__Required task__:
Reproduce each line exactly. Skip none.

__Source data__:
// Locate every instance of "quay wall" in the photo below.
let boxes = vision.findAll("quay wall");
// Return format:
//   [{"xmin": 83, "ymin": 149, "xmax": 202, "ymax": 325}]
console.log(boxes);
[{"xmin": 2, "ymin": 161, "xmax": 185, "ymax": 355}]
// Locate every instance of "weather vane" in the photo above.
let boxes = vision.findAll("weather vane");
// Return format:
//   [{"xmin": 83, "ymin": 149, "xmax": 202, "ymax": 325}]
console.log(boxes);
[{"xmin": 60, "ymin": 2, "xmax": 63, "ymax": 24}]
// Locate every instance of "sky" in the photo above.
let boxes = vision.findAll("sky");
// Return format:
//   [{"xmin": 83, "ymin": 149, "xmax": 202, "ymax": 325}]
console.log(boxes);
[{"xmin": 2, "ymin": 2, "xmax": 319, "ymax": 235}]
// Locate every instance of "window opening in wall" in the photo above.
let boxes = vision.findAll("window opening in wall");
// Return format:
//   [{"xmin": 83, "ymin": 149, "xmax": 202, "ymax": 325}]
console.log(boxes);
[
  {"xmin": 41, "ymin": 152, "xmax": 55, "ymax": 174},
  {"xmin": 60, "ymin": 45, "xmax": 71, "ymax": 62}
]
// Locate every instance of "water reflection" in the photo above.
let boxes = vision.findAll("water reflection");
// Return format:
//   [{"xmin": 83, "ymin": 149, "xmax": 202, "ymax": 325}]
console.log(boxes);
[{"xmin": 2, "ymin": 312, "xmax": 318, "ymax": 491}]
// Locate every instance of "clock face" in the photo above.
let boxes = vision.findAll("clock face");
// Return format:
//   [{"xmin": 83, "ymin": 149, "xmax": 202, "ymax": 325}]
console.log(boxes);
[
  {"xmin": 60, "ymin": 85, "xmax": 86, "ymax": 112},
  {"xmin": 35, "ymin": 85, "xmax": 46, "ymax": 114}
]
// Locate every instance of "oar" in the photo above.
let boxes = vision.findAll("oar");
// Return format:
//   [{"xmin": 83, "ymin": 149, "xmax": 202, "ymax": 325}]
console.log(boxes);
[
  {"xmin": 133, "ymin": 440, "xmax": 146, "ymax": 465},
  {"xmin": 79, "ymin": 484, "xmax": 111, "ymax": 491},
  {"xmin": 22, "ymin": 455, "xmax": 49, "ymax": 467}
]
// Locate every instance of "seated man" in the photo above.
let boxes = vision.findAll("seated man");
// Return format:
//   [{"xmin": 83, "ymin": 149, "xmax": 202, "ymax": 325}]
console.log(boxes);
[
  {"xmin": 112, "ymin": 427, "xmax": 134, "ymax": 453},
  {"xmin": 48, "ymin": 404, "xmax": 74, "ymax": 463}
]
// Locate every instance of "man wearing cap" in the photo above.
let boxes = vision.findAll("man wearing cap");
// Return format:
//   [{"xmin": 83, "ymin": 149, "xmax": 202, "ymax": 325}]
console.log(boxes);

__Final result__:
// Locate every instance of "quay wall" in the photo below.
let boxes = vision.findAll("quay wall");
// Return format:
//   [{"xmin": 83, "ymin": 149, "xmax": 202, "ymax": 325}]
console.log(boxes);
[{"xmin": 2, "ymin": 161, "xmax": 185, "ymax": 355}]
// Locate every instance of "weather vane" in the photo above.
let boxes = vision.findAll("weather vane");
// Return format:
//   [{"xmin": 83, "ymin": 149, "xmax": 202, "ymax": 325}]
console.log(boxes);
[{"xmin": 60, "ymin": 2, "xmax": 63, "ymax": 24}]
// Locate every instance of "sky" in the photo above.
let boxes = vision.findAll("sky");
// Return format:
//   [{"xmin": 83, "ymin": 149, "xmax": 202, "ymax": 325}]
console.log(boxes);
[{"xmin": 2, "ymin": 2, "xmax": 319, "ymax": 235}]
// Locate every instance of "window opening in wall" in the photo above.
let boxes = vision.findAll("window opening in wall");
// Return format:
//   [{"xmin": 83, "ymin": 149, "xmax": 202, "ymax": 325}]
console.log(boxes);
[
  {"xmin": 41, "ymin": 152, "xmax": 55, "ymax": 174},
  {"xmin": 60, "ymin": 45, "xmax": 71, "ymax": 62}
]
// Locate every instance of "water reflection" in the photo above.
let boxes = vision.findAll("water reflection");
// Return format:
//   [{"xmin": 83, "ymin": 149, "xmax": 202, "ymax": 325}]
console.log(boxes);
[{"xmin": 2, "ymin": 312, "xmax": 318, "ymax": 491}]
// Locate every instance of "clock face" in the photo above.
let boxes = vision.findAll("clock face");
// Return format:
//   [{"xmin": 83, "ymin": 149, "xmax": 202, "ymax": 325}]
console.log(boxes);
[
  {"xmin": 60, "ymin": 85, "xmax": 86, "ymax": 112},
  {"xmin": 35, "ymin": 85, "xmax": 46, "ymax": 114}
]
// Locate every instance of "oar" in the photo above.
let boxes = vision.findAll("oar");
// Return format:
//   [{"xmin": 83, "ymin": 149, "xmax": 202, "ymax": 325}]
console.log(boxes);
[
  {"xmin": 133, "ymin": 440, "xmax": 146, "ymax": 465},
  {"xmin": 79, "ymin": 484, "xmax": 111, "ymax": 491},
  {"xmin": 22, "ymin": 455, "xmax": 49, "ymax": 467}
]
// Locate every instance of "seated man" in the photo above.
let boxes = vision.findAll("seated man");
// Return format:
//   [{"xmin": 83, "ymin": 149, "xmax": 202, "ymax": 325}]
console.log(boxes);
[
  {"xmin": 112, "ymin": 427, "xmax": 134, "ymax": 453},
  {"xmin": 48, "ymin": 404, "xmax": 74, "ymax": 463}
]
// Locate every instance of "man wearing cap" in the photo above.
let boxes = vision.findAll("man wearing cap");
// Return format:
//   [{"xmin": 83, "ymin": 149, "xmax": 202, "ymax": 325}]
console.log(boxes);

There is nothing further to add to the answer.